◆ COMPITO: Conta le righe dell'elenco qui sotto in cui compare la parola "white". Rispondi con il solo numero.

◆ ELENCO:
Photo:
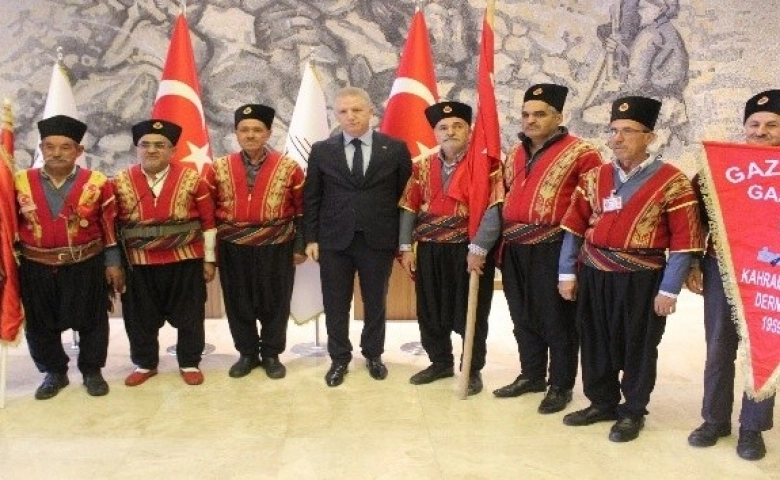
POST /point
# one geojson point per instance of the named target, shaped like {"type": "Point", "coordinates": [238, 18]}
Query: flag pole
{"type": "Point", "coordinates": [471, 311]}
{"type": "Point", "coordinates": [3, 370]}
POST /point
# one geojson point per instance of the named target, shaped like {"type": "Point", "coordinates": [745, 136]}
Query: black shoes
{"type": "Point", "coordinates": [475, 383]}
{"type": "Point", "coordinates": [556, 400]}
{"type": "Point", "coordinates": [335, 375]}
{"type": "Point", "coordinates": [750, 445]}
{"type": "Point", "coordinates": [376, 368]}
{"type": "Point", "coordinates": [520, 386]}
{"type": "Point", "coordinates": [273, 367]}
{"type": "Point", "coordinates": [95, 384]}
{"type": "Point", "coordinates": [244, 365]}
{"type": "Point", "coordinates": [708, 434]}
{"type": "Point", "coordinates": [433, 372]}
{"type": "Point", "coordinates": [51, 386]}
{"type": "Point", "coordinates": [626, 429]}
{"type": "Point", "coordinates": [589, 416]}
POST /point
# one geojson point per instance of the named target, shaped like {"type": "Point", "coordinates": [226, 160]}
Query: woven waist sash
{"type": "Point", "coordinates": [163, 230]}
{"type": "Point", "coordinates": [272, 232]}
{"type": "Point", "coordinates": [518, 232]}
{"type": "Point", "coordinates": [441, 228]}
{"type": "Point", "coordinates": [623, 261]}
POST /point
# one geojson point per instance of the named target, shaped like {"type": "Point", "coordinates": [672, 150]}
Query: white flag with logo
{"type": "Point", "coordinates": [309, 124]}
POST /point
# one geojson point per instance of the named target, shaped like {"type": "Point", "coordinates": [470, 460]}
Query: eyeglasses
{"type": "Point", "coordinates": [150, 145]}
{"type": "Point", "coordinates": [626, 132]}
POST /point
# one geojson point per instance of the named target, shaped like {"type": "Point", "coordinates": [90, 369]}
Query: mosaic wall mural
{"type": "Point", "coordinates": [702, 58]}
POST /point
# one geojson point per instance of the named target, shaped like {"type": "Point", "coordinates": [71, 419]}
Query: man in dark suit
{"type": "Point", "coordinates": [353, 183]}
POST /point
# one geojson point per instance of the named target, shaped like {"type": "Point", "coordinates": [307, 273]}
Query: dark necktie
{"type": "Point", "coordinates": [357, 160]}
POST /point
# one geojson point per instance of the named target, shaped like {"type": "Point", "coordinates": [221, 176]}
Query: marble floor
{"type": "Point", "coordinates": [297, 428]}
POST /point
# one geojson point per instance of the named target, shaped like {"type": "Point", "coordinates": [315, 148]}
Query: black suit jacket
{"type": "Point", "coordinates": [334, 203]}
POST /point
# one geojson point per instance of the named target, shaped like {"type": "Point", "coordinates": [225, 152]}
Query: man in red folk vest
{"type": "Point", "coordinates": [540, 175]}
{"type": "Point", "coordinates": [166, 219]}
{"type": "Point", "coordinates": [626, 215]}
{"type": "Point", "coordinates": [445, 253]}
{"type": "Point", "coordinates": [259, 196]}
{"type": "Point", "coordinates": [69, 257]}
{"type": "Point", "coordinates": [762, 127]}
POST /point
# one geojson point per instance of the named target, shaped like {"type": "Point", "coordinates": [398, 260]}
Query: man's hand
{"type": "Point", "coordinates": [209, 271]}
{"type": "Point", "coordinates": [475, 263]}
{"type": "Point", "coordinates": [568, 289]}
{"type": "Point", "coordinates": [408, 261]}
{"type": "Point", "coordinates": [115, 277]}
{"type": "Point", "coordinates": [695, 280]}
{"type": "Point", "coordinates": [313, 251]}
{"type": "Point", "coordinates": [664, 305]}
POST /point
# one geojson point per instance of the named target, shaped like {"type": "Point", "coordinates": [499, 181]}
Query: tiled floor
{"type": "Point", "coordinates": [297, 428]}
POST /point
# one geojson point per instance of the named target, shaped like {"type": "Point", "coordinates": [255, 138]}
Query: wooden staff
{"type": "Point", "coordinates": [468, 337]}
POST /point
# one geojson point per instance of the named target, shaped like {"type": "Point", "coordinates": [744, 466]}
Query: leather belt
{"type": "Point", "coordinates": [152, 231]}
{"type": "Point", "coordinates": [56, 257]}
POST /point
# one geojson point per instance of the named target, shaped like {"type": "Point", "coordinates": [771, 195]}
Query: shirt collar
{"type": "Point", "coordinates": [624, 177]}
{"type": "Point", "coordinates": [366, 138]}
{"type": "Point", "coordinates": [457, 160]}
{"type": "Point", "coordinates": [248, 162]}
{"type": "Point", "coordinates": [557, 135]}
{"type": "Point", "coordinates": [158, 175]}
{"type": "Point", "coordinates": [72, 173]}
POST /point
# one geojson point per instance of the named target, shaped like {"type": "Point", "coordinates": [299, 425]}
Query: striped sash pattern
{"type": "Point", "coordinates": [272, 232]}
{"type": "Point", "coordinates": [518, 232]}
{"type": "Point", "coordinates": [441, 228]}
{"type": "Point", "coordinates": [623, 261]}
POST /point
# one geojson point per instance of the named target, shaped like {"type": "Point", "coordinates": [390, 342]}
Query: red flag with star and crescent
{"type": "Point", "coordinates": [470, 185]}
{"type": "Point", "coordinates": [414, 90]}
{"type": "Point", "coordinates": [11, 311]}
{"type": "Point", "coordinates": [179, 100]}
...
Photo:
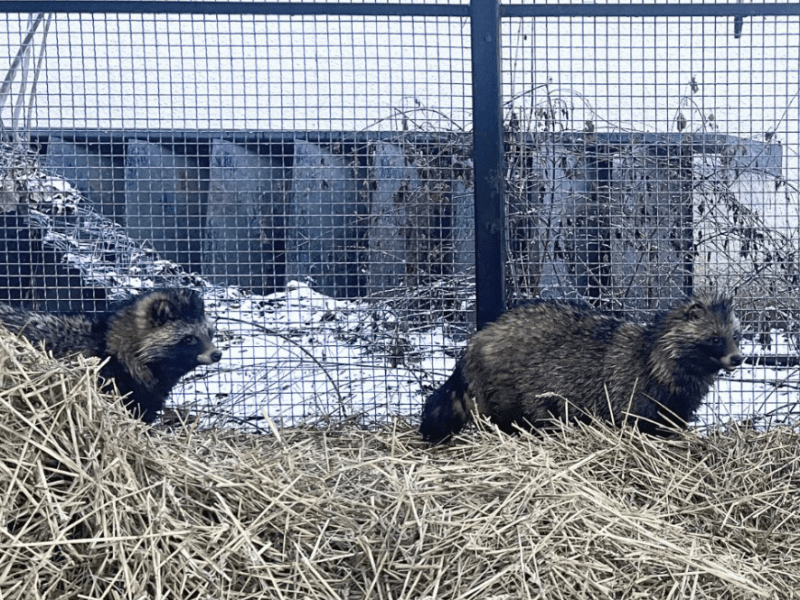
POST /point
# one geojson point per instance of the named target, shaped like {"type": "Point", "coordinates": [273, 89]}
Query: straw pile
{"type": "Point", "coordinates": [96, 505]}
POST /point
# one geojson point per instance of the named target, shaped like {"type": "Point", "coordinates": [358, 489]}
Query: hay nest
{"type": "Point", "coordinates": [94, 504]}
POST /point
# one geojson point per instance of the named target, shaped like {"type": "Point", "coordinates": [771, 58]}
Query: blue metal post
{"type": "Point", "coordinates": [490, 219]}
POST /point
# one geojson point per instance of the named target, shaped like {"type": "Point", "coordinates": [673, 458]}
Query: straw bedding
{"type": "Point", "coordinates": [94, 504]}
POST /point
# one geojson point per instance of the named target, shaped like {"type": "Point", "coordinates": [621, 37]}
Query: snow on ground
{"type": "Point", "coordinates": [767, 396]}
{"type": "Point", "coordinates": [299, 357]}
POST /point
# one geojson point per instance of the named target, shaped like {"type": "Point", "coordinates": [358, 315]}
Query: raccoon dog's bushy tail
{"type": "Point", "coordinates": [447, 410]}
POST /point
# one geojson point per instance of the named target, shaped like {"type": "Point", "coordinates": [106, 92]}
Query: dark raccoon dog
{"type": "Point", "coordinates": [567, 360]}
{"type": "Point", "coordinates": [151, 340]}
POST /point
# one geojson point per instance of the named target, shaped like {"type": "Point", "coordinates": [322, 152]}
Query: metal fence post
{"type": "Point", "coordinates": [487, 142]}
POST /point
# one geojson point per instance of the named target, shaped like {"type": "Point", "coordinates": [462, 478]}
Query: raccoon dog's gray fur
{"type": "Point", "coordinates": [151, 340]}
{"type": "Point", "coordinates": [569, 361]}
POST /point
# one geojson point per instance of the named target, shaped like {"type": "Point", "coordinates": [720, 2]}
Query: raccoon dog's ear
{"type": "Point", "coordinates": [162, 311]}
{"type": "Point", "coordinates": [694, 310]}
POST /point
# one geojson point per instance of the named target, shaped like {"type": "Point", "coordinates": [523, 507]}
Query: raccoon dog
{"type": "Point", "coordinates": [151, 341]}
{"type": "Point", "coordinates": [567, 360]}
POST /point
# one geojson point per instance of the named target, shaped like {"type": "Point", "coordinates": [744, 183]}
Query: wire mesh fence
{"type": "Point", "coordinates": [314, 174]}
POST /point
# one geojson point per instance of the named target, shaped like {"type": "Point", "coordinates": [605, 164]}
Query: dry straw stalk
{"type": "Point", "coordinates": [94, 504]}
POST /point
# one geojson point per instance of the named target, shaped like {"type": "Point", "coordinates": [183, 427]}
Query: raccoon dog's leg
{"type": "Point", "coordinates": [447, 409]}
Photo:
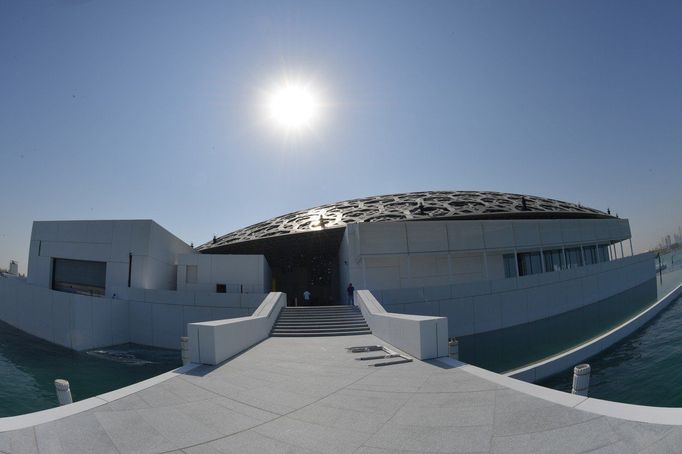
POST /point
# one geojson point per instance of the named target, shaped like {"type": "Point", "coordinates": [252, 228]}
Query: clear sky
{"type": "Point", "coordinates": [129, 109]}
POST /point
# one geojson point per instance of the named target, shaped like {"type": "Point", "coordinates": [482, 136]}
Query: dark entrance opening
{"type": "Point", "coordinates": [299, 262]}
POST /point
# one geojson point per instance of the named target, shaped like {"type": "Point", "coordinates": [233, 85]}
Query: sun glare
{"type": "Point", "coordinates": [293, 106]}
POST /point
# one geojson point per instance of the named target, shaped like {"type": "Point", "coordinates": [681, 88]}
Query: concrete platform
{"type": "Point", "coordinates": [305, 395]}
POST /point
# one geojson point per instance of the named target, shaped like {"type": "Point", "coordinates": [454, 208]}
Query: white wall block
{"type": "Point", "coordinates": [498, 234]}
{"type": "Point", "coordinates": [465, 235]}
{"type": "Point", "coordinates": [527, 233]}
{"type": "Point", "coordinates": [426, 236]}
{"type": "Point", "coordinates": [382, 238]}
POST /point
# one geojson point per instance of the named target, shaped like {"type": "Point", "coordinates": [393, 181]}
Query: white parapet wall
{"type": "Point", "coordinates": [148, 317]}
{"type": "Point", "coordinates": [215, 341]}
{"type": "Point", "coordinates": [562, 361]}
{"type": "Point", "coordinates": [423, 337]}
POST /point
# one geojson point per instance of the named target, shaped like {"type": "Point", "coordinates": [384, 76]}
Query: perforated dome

◆ SOLUZIONE: 3